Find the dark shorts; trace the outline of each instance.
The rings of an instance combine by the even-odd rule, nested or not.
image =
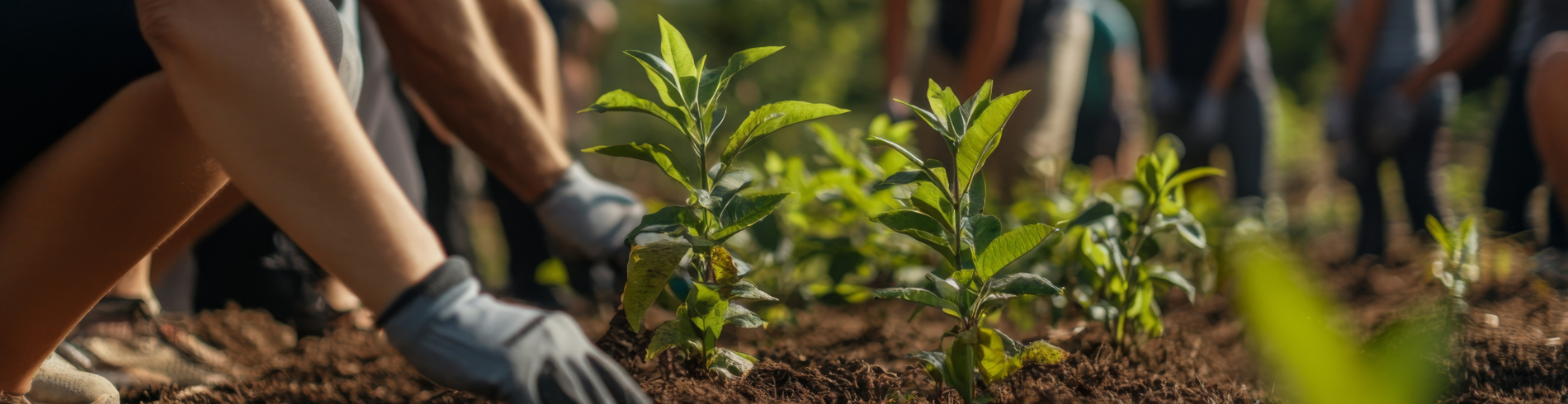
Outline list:
[[[303,0],[336,64],[342,25],[328,0]],[[11,2],[0,13],[0,183],[132,81],[160,70],[130,0]]]

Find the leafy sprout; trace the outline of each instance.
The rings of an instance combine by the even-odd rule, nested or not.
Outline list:
[[[599,146],[583,152],[654,163],[690,194],[685,205],[665,207],[643,216],[641,224],[626,238],[632,255],[621,304],[633,330],[643,329],[643,315],[677,269],[685,268],[695,282],[685,302],[677,307],[676,319],[654,330],[648,359],[677,349],[687,355],[702,357],[707,370],[717,374],[739,377],[751,370],[756,359],[717,348],[720,332],[726,324],[760,327],[767,323],[731,301],[775,298],[743,279],[750,272],[750,265],[729,252],[724,241],[773,213],[789,193],[743,194],[742,191],[753,185],[753,177],[734,168],[735,157],[756,147],[779,128],[848,110],[795,100],[762,105],[746,114],[729,135],[723,153],[709,166],[712,160],[707,153],[709,146],[726,117],[726,110],[718,106],[720,94],[742,69],[782,47],[742,50],[729,56],[729,63],[723,67],[706,69],[707,56],[693,58],[685,38],[663,17],[659,17],[659,30],[660,55],[626,52],[648,72],[648,80],[659,94],[657,102],[616,89],[601,96],[582,111],[635,111],[659,117],[682,135],[696,161],[682,163],[663,144],[630,142]]]
[[[870,138],[897,150],[917,168],[892,174],[878,185],[906,186],[913,191],[903,208],[873,215],[872,221],[930,246],[953,269],[947,277],[927,274],[931,288],[884,288],[875,294],[920,304],[916,312],[936,307],[956,318],[958,324],[942,334],[939,341],[952,338],[947,348],[911,357],[925,363],[933,379],[956,390],[966,402],[975,401],[975,379],[983,384],[1000,381],[1018,371],[1024,357],[1060,357],[1044,352],[1054,346],[1025,348],[1000,330],[983,326],[986,315],[1008,299],[1062,293],[1035,274],[997,276],[1057,229],[1029,224],[1004,233],[1002,221],[983,211],[986,185],[982,169],[1002,141],[1002,127],[1025,94],[1029,91],[993,99],[991,81],[986,81],[969,100],[958,102],[950,88],[930,81],[927,100],[931,110],[909,106],[944,138],[955,161],[950,169],[936,160],[922,160],[891,139]]]

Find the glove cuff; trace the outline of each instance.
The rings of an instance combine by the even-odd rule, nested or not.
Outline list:
[[[469,260],[459,255],[448,257],[447,262],[441,263],[441,266],[436,266],[436,271],[431,271],[428,276],[425,276],[423,280],[414,283],[408,290],[403,290],[403,293],[400,293],[397,299],[392,301],[390,305],[387,305],[387,310],[381,312],[381,315],[376,316],[376,327],[384,327],[387,321],[397,316],[398,312],[403,312],[403,308],[406,308],[416,299],[441,298],[441,294],[445,294],[452,288],[463,285],[463,282],[467,282],[469,279],[474,279],[474,271],[469,268]]]

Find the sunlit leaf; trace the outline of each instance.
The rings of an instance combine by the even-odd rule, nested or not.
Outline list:
[[[789,193],[779,194],[745,194],[729,200],[724,207],[723,216],[726,218],[724,229],[713,233],[713,241],[724,243],[729,236],[746,230],[762,218],[773,215],[773,210],[789,197]]]
[[[695,189],[691,186],[691,182],[687,180],[685,172],[681,172],[681,168],[674,163],[674,160],[670,158],[671,153],[670,147],[665,147],[663,144],[627,142],[618,146],[588,147],[583,149],[583,152],[601,153],[608,157],[637,158],[659,164],[659,168],[665,171],[665,175],[670,175],[670,179],[674,179],[687,189]]]
[[[746,121],[742,121],[740,127],[735,128],[735,133],[729,136],[729,146],[724,146],[723,161],[734,161],[737,153],[757,144],[759,141],[762,141],[764,138],[767,138],[768,135],[771,135],[779,128],[848,111],[850,110],[844,110],[826,103],[811,103],[797,100],[762,105],[756,111],[746,114]]]
[[[991,241],[985,251],[980,251],[975,269],[980,271],[982,279],[991,279],[996,271],[1002,271],[1002,268],[1018,260],[1018,257],[1024,257],[1024,254],[1033,251],[1054,232],[1055,229],[1044,224],[1013,229]]]
[[[691,243],[665,233],[640,233],[633,238],[626,266],[626,291],[621,294],[632,330],[643,330],[643,313],[659,298],[659,291],[665,290],[665,282],[688,251]]]

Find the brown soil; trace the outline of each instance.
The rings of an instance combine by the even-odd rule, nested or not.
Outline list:
[[[1338,293],[1370,335],[1383,324],[1441,296],[1419,265],[1347,265],[1325,269]],[[1463,348],[1450,363],[1450,402],[1568,401],[1568,302],[1537,277],[1516,276],[1471,293]],[[1071,355],[1060,365],[1030,366],[983,390],[993,402],[1273,402],[1273,385],[1250,355],[1243,326],[1225,298],[1187,304],[1167,296],[1167,335],[1115,349],[1098,324],[1065,323],[1033,332],[999,326],[1019,341],[1049,340]],[[629,366],[659,402],[958,402],[905,354],[928,351],[950,324],[927,312],[905,323],[908,304],[870,302],[800,312],[797,324],[726,330],[721,346],[762,360],[746,377],[721,381],[690,371],[674,354],[641,362],[648,334],[612,330],[599,341]],[[1486,315],[1499,318],[1497,327]],[[384,341],[364,330],[336,330],[292,343],[287,327],[256,312],[224,310],[179,319],[193,334],[226,349],[249,371],[240,382],[205,388],[157,387],[127,391],[125,402],[477,402],[472,395],[417,376]],[[585,321],[594,337],[604,319]],[[1557,338],[1557,340],[1554,340]]]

- **Task statement**
Using the records above, retype everything exactly except the pictures.

- **Result of the task**
Find the dark shorts; trace the outline of each instance.
The rings of an instance combine by the even-odd rule, nested or not.
image =
Outline list:
[[[303,0],[336,64],[342,25],[328,0]],[[11,2],[0,13],[0,183],[132,81],[160,70],[130,0]]]

Find the leafy sprout; trace the outline of each instance.
The rings of an instance combine by the even-odd rule, nested or not.
Outline list:
[[[599,146],[583,152],[654,163],[690,194],[685,205],[665,207],[643,216],[641,224],[626,238],[632,255],[621,304],[633,330],[643,329],[643,315],[677,269],[685,268],[695,282],[685,302],[677,307],[676,319],[654,330],[648,359],[677,349],[687,355],[702,357],[707,370],[717,374],[739,377],[751,370],[756,359],[717,348],[720,332],[726,324],[760,327],[767,323],[731,301],[775,298],[743,279],[750,272],[750,265],[729,252],[724,241],[773,213],[789,193],[743,194],[742,191],[753,185],[753,177],[734,168],[735,157],[756,147],[779,128],[848,110],[795,100],[762,105],[746,114],[729,135],[723,153],[709,166],[712,160],[707,153],[709,146],[726,117],[726,110],[718,106],[720,94],[742,69],[782,47],[742,50],[729,56],[729,63],[723,67],[706,69],[707,56],[693,58],[685,38],[663,17],[659,17],[659,30],[660,55],[626,52],[648,72],[648,80],[659,94],[657,102],[616,89],[601,96],[582,111],[635,111],[659,117],[682,135],[696,161],[682,163],[663,144],[630,142]]]
[[[870,138],[897,150],[917,168],[892,174],[878,185],[906,186],[913,191],[903,208],[873,215],[872,221],[930,246],[953,269],[947,277],[927,274],[931,288],[884,288],[875,294],[920,304],[916,312],[936,307],[956,318],[958,324],[942,334],[939,341],[952,338],[947,348],[911,357],[925,363],[933,379],[956,390],[966,402],[975,401],[975,379],[983,384],[1000,381],[1018,371],[1024,357],[1060,357],[1044,352],[1054,346],[1025,348],[1000,330],[983,326],[986,315],[1008,299],[1062,293],[1035,274],[997,276],[1057,229],[1029,224],[1004,233],[1002,221],[983,211],[986,185],[982,169],[1002,141],[1002,127],[1025,94],[1029,91],[993,99],[991,81],[986,81],[969,100],[958,102],[950,88],[930,81],[927,100],[931,110],[909,106],[944,138],[955,161],[950,169],[936,160],[922,160],[891,139]]]

Find the glove cuff; trace the outline of each instance.
The rings of an instance combine by the even-odd rule, nested or not.
Outline list:
[[[469,260],[459,255],[448,257],[447,262],[441,263],[441,266],[436,266],[436,271],[431,271],[428,276],[425,276],[423,280],[414,283],[408,290],[403,290],[403,293],[400,293],[397,299],[392,301],[390,305],[387,305],[387,310],[381,312],[381,315],[376,316],[376,327],[384,327],[387,321],[397,316],[398,312],[403,312],[403,308],[406,308],[416,299],[441,298],[441,294],[445,294],[452,288],[463,285],[463,282],[467,282],[469,279],[474,279],[474,271],[469,268]]]

Find the sunlit leaf; trace the outline of each instance.
The rings of an instance combine by the even-odd rule, nested or not.
Outline list:
[[[789,193],[779,194],[745,194],[729,200],[724,207],[723,216],[726,218],[724,229],[713,233],[713,241],[724,243],[729,236],[746,230],[762,218],[773,215],[773,210],[789,197]]]
[[[695,189],[691,186],[691,182],[687,180],[685,172],[681,172],[681,168],[674,163],[674,160],[670,158],[671,153],[670,147],[665,147],[663,144],[627,142],[618,146],[588,147],[583,149],[583,152],[601,153],[608,157],[637,158],[659,164],[659,168],[665,171],[665,175],[670,175],[670,179],[674,179],[687,189]]]
[[[746,121],[742,121],[740,127],[735,128],[735,133],[729,136],[729,146],[724,146],[723,161],[734,161],[737,153],[757,144],[759,141],[762,141],[764,138],[767,138],[768,135],[771,135],[779,128],[848,111],[850,110],[844,110],[826,103],[811,103],[797,100],[762,105],[756,111],[746,114]]]
[[[991,241],[985,251],[980,251],[975,269],[980,271],[982,279],[991,279],[996,271],[1002,271],[1002,268],[1018,260],[1018,257],[1024,257],[1024,254],[1033,251],[1054,232],[1055,229],[1044,224],[1013,229]]]
[[[691,243],[665,233],[640,233],[633,238],[626,266],[626,291],[621,294],[632,330],[643,330],[643,313],[659,298],[659,291],[665,290],[665,282],[688,251]]]

Find the brown soil; trace the outline of each instance.
The rings of an instance combine by the even-odd rule, nested or not.
Outline list:
[[[1338,293],[1370,335],[1383,324],[1441,296],[1419,265],[1347,265],[1325,269]],[[1463,348],[1450,363],[1450,402],[1568,401],[1568,302],[1537,277],[1516,276],[1471,293]],[[1071,355],[1060,365],[1030,366],[983,390],[993,402],[1273,402],[1273,385],[1250,355],[1243,326],[1225,298],[1187,304],[1167,296],[1167,335],[1115,349],[1098,324],[1065,323],[1033,332],[999,326],[1019,341],[1049,340]],[[629,366],[659,402],[958,402],[905,354],[928,351],[950,324],[927,312],[905,323],[908,304],[870,302],[800,312],[797,324],[726,330],[721,346],[762,360],[746,377],[721,381],[690,371],[674,354],[641,362],[648,334],[612,330],[599,341]],[[1486,315],[1499,318],[1497,327]],[[384,341],[364,330],[336,330],[292,343],[287,327],[256,312],[224,310],[179,319],[193,334],[226,349],[249,371],[240,382],[205,388],[157,387],[127,391],[125,402],[477,402],[472,395],[417,376]],[[585,321],[594,337],[604,319]],[[1557,338],[1557,340],[1554,340]]]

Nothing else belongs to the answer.